§ ZU ERLEDIGENDE AUFGABEN:
a) Wann fand die Veranstaltung statt, um die es im Interview mit Felicia Langer geht?
b) Führe das Interview mit Felicia Langer nach seinem letzten Satz weiter.

§ QUELLE:
* * * * *
27.1.2012 - Christel Hartinger für
„Leipzigs Neue“ im Gespräch mit Felicia Langer
anlässlich
ihrer Veranstaltung „ Um Hoffnung kämpfen- Der lange Weg zum Frieden
in Nahost“ Donnerstag, den 26.Januar 2012, in der Ratstonne
der Moritzbastei
L N :
Felicia Langer, Sie Sind Augen- und Zeitzeugin der
seit 1967 andauernden israelischen Besatzung Palästinas, des immer
wieder begonnenen und immer wieder durch Israels Politik
abgebrochenen Prozesses um gerechten Frieden. Was ist Ihrer Meinung
nach gegenwärtig möglich und nötig?
* * * * *
§ DATENAUSZUG:
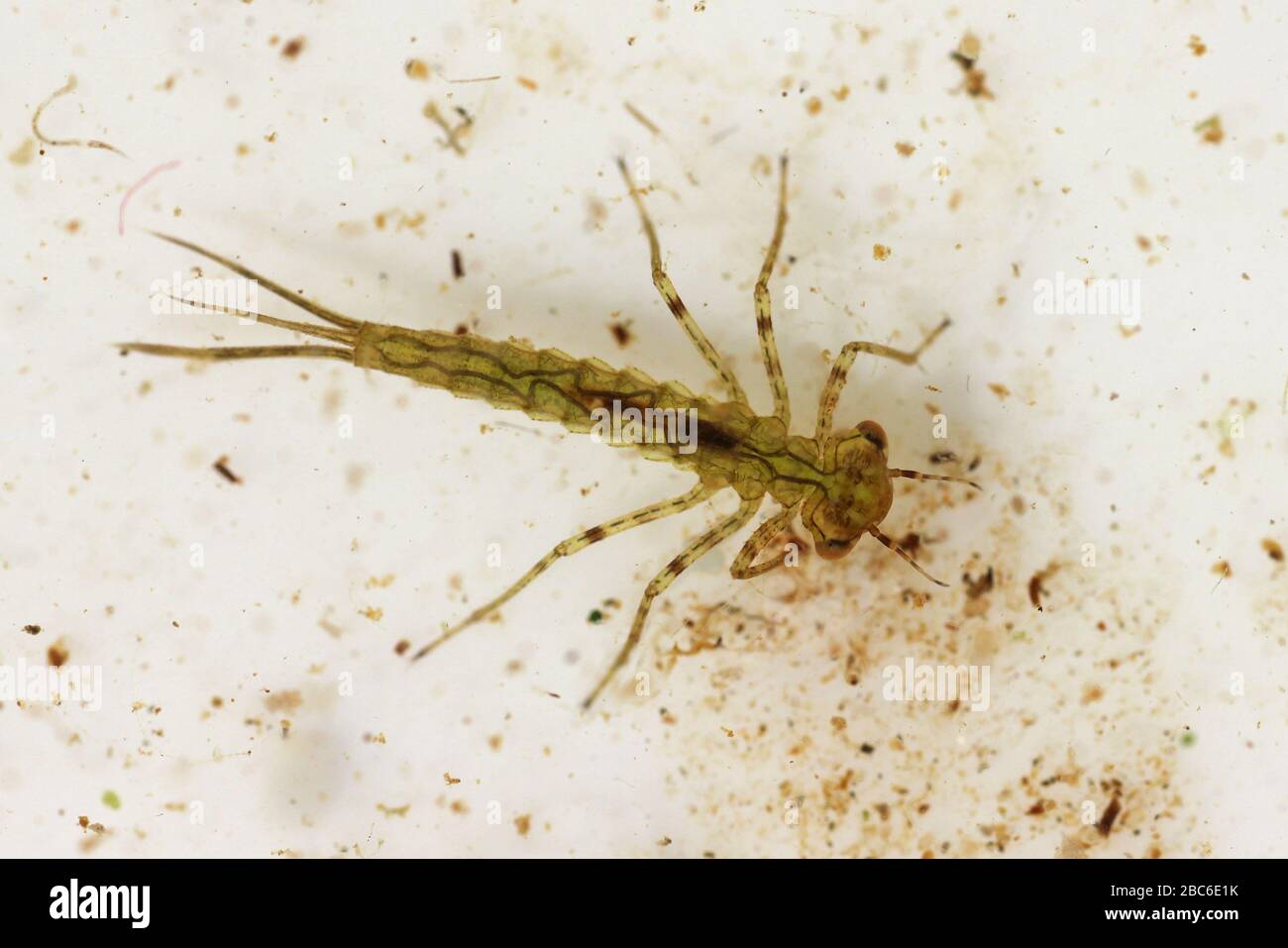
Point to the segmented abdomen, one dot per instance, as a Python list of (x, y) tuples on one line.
* * * * *
§ GELÖSTE AUFGABEN:
a) Am Donnerstag, dem 26. Januar 2012.

b)
F L :
Man muss Druck gegen Israel ausüben, weil das
Schweigen tötet. Völkerrechtlich haben die Palästinenser das Recht
auf Selbstbestimmung und deshalb ist der Druck gerechtfertigt
und legitim! Die internationale Solidarität, die es ja gibt, ist
auch weiterhin unbedingt nötig und muss wachsen. Die Palästinenser,
ein heroisches Volk, die die längste Besatzung in der neueren
Geschichte leben müssen, haben diese Solidarität verdient.
L N :
Immer wieder- so sagen und schreiben Sie- teilen
Ihnen Deutsche mit, dass es für sie angesichts der Geschichte des
Holocaust sehr schwierig sei, Israels Politik zu kritisieren und zu
verurteilen. Was entgegen Sie?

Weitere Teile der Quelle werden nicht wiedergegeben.